--- begin Article ---

Andy MacDougall

Cyclists Peddle Screen Printing Fundamentals

NOT MANY OF THE thousands of readers of “Art, Ad, or Alchemy?” can say they’ve ridden a bicycle loaded with screen printing equipment into the middle of an event, then started laying ink. As a founding member of Pedal Press (pedalpress.org), Julia Murphy specializes in doing just that. She says it’s all part of a belief that screen printing can offer kids who maybe don’t fit into high school academics (or even high school) an opportunity not only to learn, but eventually, to earn, as well.

Although Julia’s work and story are unique, this edition of “Art, Ad, or Alchemy?” (the column and the associated podcast) touches on the same topics as another recent interview that got me into a bit of trouble. In episode 13, I made an offhand comment about YouTube University graduates maybe not having sufficient skillsets to walk into a modern production shop and start banging out prints.

What I really meant to say is, it takes hands-on experience over months and years to be a top-notch printer: accumulated knowledge and skills, learned through doing, honed by experience. You can watch it, read about it, listen to it, but until you start and then continue printing (and get self-critical and dive deep to learn from your mistakes), you’re only going to scratch the surface of this crazy process.

Judging from comments received online, many people in this industry have used YouTube to enhance their knowledge of screen printing – and to be clear, I think that’s great. Everyone starts somewhere, and we should all try to encourage those who feel the spark to feed that flame.

Julia feels the spark. She’s been feeding the flame, too – to the point that she’s burning with enthusiasm for what screen printing can do for the youth in Chico, California. As she discusses in the podcast, the Pedal Press team takes bike-mounted equipment into the community with a simple goal in mind: to show people the process, set the hook of interest, and reel them into the industry.

One of the trusty bike presses at Stonewall’s Black History Month Pop-Up. Pedal Press donated time to raise money, printing for Stonewall’s QTPOC fund.

Feeding the Flame

Julia is an artist. She’s always been an artmaker, illustrator, tattooist, and sign painter. She fell in love with this industry while mixing ink in the early 2000s at The Printed

Image (printedimagechico.com), a custom screen printing and embroidery shop. “I kept bugging them to let me on the press, but it didn’t happen,” she recalls. So, she went back to college to finish her education degree. Today, she teaches Art at BASES school in Oroville, California, works for a local screen printer two days a week, and does the Pedal Press stuff in between those two jobs.

Pedal Press began in 2017 when she teamed up with Cathryn Carkhuff, who ran an afterschool program called “Prodigies” that centered around using an old screen printing press they found in the building they were using. With no background or training in screen printing, Cathryn and the youth learned as they went along.

--- end Article ---

## Parts of the exercise
a: Rewrite the Pedal Press article from "Although Julia’s work" up to and including "this crazy process.", putting "Internet University" in place of "YouTube University".
b: Answer these questions using the Pedal Press article:
(i) In what year did Pedal Press begin?
(ii) At which school does Julia Murphy teach Art?
(iii) What was the name of the afterschool program Cathryn Carkhuff ran?
c: Continue the Pedal Press article from its last sentence.
The listing after the Pedal Press article has no part in this.

--- begin Dataset extract ---

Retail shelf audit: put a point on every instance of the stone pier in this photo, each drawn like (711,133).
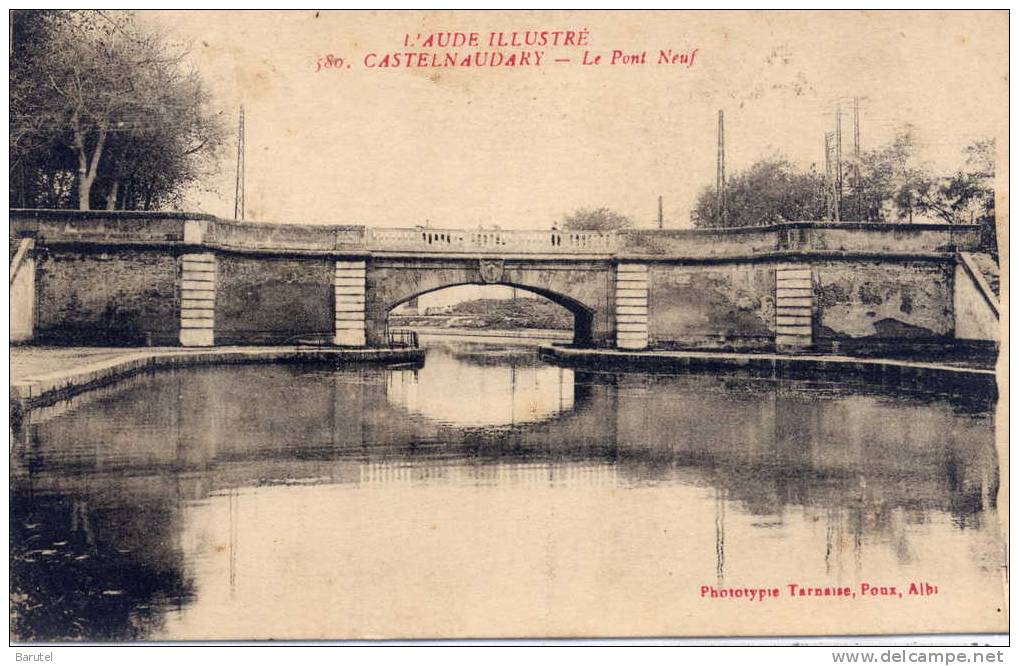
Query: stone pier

--- end Dataset extract ---

## Final results
a:
Although Julia’s work and story are unique, this edition of “Art, Ad, or Alchemy?” (the column and the associated podcast) touches on the same topics as another recent interview that got me into a bit of trouble. In episode 13, I made an offhand comment about Internet University graduates maybe not having sufficient skillsets to walk into a modern production shop and start banging out prints.

What I really meant to say is, it takes hands-on experience over months and years to be a top-notch printer: accumulated knowledge and skills, learned through doing, honed by experience. You can watch it, read about it, listen to it, but until you start and then continue printing (and get self-critical and dive deep to learn from your mistakes), you’re only going to scratch the surface of this crazy process.

b:
(i) 2017
(ii) BASES school in Oroville, California
(iii) "Prodigies"

c:
Cathryn and Julia fantasized about getting their own space, but they wanted to begin right away. Putting screen printing setups onto bicycles seemed like a good place to start. “I got my friend Greg to weld setups onto two bikes for us,” Julia says. “The first event we live printed at was the Chico Bike Music Festival in June 2017. We had exposed the screen in the sun – it seemed like magic that it worked. We were hooked!”

Pedal Press received a new infusion of talent in 2019 with the addition of Stefanie Prado, a printmaker who shared space in the studio the women now rent. Meanwhile, Julia has been doing her best to up her screen printing game and become an even better mentor for Chico youth. “I thought I was doing OK until I went to work for Tom Little at Jeeptrail Print (jeeptrailprint.com), and started to learn how much I don’t know about screen printing!”

Local youth participated in a week-long summer print camp in 2022. They sold their wares at the
farmers market and learned a little about the marketing and sales side of the screen printing business.

Working on Workshops

For her part, Cathryn focuses on youth education and engagement as well as grant writing. The latter effort recently paid off in a grant from the California Arts Council to plan a workshop for system-impacted youth. From there, the idea is to provide an opportunity for a more formal apprenticeship with Tom (Jeeptrail Print is Pedal Press’s industry partner for the pilot project). “We can introduce concepts and get folks into making a print. Tom will refine and expand that,” Julia says. Ideally, other local screen shops will take on apprentices, as well.

“The idea of apprenticeship is so satisfying to me,” Julia says. “I went to college for a real long time and that way of learning – it doesn’t hit the same way that getting your hands in the ink does. Not to say it’s better or worse. Just different.”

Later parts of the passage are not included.